GIVEN PASSAGE:
What Do We Achieve, from a Public Health Perspective, with GoFRoC, that We Cannot Achieve with Safer Alternatives?

Given these considerations, no reasonable number of GoFRoC studies will give us enough data to be certain we know all the ways that influenza can achieve human-to-human transmission. Yet dramatic public health benefits have been claimed for GoFRoC experiments. Authors from the US CDC wrote in 2015 that prioritization of countermeasures against H7N9 strains in Cambodia that year had been possible uniquely thanks to the GoFRoC experiments that identified the importance of particular mutations in achieving human-to-human transmissibility [53]. These claims were exaggerated in the sense that every one of the mutations identified by those authors as generating concern about the Cambodian H7N9 strains, which had been identified in GoFRoC with H5N1, had been previously pinpointed in publications describing sequence analysis of existing strains and/or experimental approaches not constituting GoFRoC, such as binding studies of purified HA; the relevant experiments are listed in a table in Ref. [54]. While the GoFRoC studies in H5N1 added to the evidence base for the importance of these sites, there was nothing unique about the GoFRoC studies, and the same level of concern would have been appropriate purely on the basis of prior studies.

Similarly, participants in the recreation of the 1918 influenza A H1N1 strain asserted after the 2009 pandemic that this recreation had produced major public health benefits in the 2009 pandemic due to the understanding those experiments provided of H1N1 biology [5]. Yet the examples they cited, such as recognizing the likely protection enjoyed by elderly persons in 2009 who had been alive in 1918, in no way depended on the actual reconstruction of the 1918 virus. Sequence comparisons between the 2009 and 1918 viruses would have suggested the hypothesis, and serological assays of persons born before 1918 using the 2009 pandemic virus could—and did—test the hypothesis.

PROMPT 1: List every bracketed reference number cited in the GoFRoC passage, in order of appearance.
PROMPT 2: Carry the GoFRoC passage forward from its final sentence.

DATASET SECTION:
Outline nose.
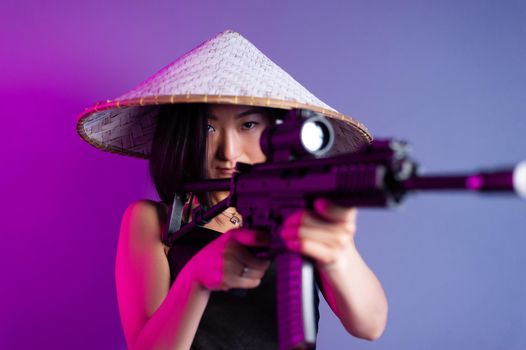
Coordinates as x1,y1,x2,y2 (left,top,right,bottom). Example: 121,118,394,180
217,130,241,161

TASK ANSWER 1: [53], [54], [5]

TASK ANSWER 2:
Conclusion

In summary, pandemic prediction, prevention, and mitigation are necessarily inexact sciences, where uncertainty remains mainly because we have so few pandemics to study. GoFRoC can add to the evidence base, but it cannot qualitatively change that evidence base. Empirically, the contribution of such studies to applied public health goals has been far more modest than claimed. Accounting for the unique risk posed by GoFRoC experiments as a factor in deciding whether to pursue them—as one should—shines a light on the narrowness of the scientific questions that they alone can answer. Vast advances in the most essential questions of influenza virology and in the public health goal of pandemic preparedness can be achieved without undertaking experiments that, if an accident occurs, could start a new pandemic. The consequences of such an accident should be enough to direct the attention of ambitious and public health-minded virologists toward these safe alternatives.